• _RECORDED DATA_
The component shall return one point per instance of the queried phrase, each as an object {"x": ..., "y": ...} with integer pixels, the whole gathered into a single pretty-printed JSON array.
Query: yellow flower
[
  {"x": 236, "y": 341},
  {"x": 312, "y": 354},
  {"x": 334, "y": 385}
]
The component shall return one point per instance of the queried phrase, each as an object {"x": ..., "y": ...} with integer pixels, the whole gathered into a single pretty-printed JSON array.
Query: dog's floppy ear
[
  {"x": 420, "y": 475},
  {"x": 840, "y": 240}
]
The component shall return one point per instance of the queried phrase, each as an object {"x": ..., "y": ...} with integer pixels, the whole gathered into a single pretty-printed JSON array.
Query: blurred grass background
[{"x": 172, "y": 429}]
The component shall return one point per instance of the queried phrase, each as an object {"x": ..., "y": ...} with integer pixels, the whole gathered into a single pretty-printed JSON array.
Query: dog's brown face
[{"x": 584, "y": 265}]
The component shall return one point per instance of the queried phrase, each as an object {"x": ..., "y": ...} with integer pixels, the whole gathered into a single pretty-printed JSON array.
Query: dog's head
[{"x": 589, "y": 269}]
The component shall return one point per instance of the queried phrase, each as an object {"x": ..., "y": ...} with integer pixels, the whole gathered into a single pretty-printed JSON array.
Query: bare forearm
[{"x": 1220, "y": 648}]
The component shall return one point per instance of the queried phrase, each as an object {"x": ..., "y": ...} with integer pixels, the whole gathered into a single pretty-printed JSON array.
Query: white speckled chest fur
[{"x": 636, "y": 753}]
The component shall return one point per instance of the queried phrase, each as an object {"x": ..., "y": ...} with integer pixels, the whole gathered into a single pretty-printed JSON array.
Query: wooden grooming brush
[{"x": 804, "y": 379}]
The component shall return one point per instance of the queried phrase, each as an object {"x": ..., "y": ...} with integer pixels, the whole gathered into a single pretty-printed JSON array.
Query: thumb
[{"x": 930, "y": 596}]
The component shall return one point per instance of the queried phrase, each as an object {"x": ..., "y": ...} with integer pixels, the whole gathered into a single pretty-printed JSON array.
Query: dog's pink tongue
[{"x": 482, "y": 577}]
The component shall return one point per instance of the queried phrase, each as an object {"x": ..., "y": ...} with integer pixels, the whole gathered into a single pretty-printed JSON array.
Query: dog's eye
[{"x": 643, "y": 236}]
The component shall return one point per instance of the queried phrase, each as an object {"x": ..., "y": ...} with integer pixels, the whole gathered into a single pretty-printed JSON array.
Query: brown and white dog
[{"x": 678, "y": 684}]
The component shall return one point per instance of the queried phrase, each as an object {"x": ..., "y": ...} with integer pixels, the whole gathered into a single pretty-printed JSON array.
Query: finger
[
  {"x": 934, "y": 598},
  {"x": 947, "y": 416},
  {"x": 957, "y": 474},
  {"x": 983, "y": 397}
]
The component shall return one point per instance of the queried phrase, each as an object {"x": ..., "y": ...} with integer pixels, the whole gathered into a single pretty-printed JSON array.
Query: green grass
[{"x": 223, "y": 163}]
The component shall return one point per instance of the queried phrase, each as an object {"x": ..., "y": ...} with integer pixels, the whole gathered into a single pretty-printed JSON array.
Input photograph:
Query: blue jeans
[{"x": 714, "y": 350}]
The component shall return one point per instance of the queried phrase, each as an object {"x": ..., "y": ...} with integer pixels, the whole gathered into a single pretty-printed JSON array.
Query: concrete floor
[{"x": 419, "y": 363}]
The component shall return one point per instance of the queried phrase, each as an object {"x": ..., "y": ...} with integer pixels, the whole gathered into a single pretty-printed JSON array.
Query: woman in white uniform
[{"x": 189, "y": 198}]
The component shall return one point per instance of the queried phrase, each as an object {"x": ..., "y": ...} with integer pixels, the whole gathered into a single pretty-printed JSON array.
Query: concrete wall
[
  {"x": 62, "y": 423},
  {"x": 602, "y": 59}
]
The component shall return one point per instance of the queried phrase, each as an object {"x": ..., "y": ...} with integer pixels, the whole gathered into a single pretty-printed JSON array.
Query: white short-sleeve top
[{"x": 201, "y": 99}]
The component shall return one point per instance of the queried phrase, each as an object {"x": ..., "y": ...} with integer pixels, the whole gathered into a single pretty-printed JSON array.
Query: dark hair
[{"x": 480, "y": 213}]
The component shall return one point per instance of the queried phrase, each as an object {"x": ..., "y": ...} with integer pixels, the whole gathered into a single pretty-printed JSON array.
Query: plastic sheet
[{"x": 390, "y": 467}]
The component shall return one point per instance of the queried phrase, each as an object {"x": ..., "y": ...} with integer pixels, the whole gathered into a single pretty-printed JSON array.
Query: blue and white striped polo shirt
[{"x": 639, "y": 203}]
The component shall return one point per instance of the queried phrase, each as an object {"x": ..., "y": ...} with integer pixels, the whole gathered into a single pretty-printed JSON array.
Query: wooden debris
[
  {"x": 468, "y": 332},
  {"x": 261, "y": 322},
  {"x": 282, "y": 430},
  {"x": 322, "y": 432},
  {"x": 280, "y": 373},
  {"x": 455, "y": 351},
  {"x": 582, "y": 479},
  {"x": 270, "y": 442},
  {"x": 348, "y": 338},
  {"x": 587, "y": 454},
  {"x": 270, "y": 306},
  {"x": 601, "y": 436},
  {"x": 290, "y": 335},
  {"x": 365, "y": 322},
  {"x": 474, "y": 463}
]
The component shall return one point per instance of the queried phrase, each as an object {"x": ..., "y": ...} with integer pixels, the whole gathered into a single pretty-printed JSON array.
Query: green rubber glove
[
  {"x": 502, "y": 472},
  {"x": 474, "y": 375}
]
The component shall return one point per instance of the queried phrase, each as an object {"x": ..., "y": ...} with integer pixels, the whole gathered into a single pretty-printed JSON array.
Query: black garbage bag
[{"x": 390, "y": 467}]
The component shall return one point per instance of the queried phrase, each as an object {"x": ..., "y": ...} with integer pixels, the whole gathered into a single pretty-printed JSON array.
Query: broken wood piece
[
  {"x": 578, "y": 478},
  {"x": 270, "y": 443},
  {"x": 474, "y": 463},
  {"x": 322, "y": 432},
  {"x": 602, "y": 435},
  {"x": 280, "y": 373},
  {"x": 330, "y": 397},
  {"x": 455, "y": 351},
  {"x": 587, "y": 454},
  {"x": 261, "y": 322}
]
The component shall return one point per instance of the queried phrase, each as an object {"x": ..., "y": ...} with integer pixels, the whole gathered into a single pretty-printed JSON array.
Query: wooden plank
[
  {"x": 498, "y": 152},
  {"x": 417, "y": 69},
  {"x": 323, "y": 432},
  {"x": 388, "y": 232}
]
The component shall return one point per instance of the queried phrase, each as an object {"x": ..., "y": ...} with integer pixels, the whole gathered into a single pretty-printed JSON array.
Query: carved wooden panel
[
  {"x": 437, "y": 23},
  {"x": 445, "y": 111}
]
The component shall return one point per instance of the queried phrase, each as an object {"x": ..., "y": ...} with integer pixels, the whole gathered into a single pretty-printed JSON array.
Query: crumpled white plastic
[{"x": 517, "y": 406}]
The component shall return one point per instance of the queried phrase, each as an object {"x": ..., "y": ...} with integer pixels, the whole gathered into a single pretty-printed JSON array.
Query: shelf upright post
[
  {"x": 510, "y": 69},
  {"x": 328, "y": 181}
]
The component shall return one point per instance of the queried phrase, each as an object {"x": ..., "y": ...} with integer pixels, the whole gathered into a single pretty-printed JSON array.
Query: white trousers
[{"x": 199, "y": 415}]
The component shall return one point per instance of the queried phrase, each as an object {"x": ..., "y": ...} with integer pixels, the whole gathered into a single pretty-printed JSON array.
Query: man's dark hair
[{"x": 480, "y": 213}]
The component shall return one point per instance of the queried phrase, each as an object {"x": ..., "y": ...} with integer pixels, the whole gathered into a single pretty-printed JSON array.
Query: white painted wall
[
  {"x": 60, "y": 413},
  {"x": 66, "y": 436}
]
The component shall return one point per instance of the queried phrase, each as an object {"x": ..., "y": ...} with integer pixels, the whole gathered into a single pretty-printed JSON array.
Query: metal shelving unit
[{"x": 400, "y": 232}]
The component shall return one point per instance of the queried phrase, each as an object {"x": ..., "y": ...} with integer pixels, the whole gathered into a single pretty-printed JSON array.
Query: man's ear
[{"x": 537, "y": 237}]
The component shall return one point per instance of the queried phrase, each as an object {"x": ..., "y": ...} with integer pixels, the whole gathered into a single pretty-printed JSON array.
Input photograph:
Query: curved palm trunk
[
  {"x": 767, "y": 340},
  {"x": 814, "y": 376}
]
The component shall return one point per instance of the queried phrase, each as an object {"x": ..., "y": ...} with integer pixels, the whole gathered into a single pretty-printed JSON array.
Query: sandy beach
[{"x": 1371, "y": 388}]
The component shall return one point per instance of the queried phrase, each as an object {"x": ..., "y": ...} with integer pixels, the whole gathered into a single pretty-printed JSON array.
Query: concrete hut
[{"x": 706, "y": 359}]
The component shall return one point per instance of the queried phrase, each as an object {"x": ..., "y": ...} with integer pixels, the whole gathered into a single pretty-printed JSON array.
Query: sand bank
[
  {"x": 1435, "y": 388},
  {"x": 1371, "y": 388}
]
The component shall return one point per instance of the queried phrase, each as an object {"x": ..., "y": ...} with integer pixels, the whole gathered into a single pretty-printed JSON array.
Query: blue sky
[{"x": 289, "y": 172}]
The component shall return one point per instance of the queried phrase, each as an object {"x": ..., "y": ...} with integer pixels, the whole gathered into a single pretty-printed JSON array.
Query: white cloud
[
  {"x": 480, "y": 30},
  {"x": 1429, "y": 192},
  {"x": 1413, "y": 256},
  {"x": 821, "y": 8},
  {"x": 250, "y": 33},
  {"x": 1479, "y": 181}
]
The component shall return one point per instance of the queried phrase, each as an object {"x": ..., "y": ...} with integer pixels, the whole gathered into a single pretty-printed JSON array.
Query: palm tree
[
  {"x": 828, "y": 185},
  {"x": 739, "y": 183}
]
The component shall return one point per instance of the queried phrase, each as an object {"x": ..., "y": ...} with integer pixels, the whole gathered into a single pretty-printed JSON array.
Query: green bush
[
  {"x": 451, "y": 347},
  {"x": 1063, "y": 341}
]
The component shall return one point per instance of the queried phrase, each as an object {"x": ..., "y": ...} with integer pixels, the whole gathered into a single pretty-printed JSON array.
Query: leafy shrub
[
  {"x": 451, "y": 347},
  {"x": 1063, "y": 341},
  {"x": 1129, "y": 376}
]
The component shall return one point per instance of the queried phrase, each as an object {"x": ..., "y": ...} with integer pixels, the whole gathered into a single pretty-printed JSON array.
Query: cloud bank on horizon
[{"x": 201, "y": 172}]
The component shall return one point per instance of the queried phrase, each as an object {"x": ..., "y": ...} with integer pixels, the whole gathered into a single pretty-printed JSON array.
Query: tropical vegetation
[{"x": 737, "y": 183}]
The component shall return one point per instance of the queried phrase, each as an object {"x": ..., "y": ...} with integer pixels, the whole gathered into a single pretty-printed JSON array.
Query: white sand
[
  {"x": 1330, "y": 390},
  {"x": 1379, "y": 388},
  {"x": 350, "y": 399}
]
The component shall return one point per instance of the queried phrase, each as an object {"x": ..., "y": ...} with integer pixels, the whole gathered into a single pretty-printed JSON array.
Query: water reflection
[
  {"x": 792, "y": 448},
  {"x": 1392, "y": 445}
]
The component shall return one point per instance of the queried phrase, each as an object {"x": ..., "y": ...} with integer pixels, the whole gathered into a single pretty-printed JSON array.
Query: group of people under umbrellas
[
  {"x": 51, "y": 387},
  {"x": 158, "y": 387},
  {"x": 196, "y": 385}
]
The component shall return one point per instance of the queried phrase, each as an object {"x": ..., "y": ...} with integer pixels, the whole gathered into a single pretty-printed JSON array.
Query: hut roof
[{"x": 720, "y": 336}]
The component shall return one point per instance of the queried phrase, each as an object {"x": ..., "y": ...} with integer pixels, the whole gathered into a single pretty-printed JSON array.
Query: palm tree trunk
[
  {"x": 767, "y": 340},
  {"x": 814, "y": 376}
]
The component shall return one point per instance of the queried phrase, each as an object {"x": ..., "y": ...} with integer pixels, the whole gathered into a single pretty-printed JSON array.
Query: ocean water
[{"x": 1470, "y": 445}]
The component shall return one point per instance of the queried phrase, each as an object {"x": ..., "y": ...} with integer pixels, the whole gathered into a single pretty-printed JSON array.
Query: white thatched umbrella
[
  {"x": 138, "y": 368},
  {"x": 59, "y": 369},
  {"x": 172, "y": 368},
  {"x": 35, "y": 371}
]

• _EXERCISE TASK_
Please list every line of the items above that contains the word "hair", matching case exactly.

• _WRITTEN SOLUTION_
Query: dark hair
Query: man's dark hair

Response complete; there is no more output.